▶ **EXERCISE 1**
Answer these questions from the forum thread below.
(a) How many times has the topic been read?
(b) How many posts does Siwastaja have?
(c) At what time was Reply #26 posted?

▶ **TEXT TO READ**
════════════════

Author Topic: nesting of .h files and .h files which start with an underscore  (Read 2126 times)

0 Members and 1 Guest are viewing this topic.

Offline Siwastaja

  • Super Contributor
  • ***
  • Posts: 5789
  • Country: fi
Re: nesting of .h files and .h files which start with an underscore
« Reply #25 on: October 14, 2021, 09:28:04 am »
*in fairness, about C, I only remember one minor style thing where I did not.

Was it shift vs. division, my argument being explicit instead of implicit?  :)

If it was, I think I have become less strict about the reasoning because if the exact asm op is important, one should carefully look at the listing anyway, because being explicit with C is not always possible, even if it is with the shift. So now I kinda agree with you on that as well.
« Last Edit: October 14, 2021, 09:30:58 am by Siwastaja »
 

Offline Nominal Animal

  • Super Contributor
  • ***
  • Posts: 3995
  • Country: fi
    • My home page and email address
Re: nesting of .h files and .h files which start with an underscore
« Reply #26 on: October 14, 2021, 10:18:09 am »

════════════════

▶ **EXERCISE 2**
From the listing below, pick out every line containing the word "tree".

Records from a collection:
════════════════

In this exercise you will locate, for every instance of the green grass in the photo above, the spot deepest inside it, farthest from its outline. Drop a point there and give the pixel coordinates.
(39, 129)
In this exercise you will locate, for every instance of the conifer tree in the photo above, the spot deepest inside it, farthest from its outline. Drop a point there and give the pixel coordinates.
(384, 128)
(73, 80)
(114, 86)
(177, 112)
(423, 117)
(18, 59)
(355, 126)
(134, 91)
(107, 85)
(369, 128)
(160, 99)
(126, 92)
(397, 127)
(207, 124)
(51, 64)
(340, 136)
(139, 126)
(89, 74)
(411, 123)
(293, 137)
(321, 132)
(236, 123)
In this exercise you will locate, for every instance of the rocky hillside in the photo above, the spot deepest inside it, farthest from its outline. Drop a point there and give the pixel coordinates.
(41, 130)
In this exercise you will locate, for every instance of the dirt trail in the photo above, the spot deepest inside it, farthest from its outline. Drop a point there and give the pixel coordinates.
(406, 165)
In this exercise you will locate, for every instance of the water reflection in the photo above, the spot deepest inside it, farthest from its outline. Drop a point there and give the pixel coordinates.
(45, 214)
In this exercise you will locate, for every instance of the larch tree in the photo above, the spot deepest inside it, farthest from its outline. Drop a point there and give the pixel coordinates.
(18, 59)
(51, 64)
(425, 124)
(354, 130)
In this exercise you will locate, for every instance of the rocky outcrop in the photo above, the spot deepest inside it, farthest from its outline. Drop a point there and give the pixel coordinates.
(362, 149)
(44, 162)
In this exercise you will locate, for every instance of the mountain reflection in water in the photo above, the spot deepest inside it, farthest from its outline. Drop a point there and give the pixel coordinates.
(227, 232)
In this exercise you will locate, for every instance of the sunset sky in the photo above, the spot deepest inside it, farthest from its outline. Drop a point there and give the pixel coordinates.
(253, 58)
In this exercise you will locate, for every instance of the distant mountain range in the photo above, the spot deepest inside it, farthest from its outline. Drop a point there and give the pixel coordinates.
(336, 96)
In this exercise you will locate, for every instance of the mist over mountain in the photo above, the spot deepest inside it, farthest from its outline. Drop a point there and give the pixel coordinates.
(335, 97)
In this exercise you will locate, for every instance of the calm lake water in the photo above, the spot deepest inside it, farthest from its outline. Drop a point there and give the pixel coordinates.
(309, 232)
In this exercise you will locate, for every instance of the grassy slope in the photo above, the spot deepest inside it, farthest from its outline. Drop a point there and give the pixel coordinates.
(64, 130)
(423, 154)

════════════════

▶ **WORKED SOLUTION 1**
(a) 2126 times
(b) 5789
(c) 10:18:09 am on October 14, 2021

▶ **WORKED SOLUTION 2**
In this exercise you will locate, for every instance of the conifer tree in the photo above, the spot deepest inside it, farthest from its outline. Drop a point there and give the pixel coordinates.
In this exercise you will locate, for every instance of the larch tree in the photo above, the spot deepest inside it, farthest from its outline. Drop a point there and give the pixel coordinates.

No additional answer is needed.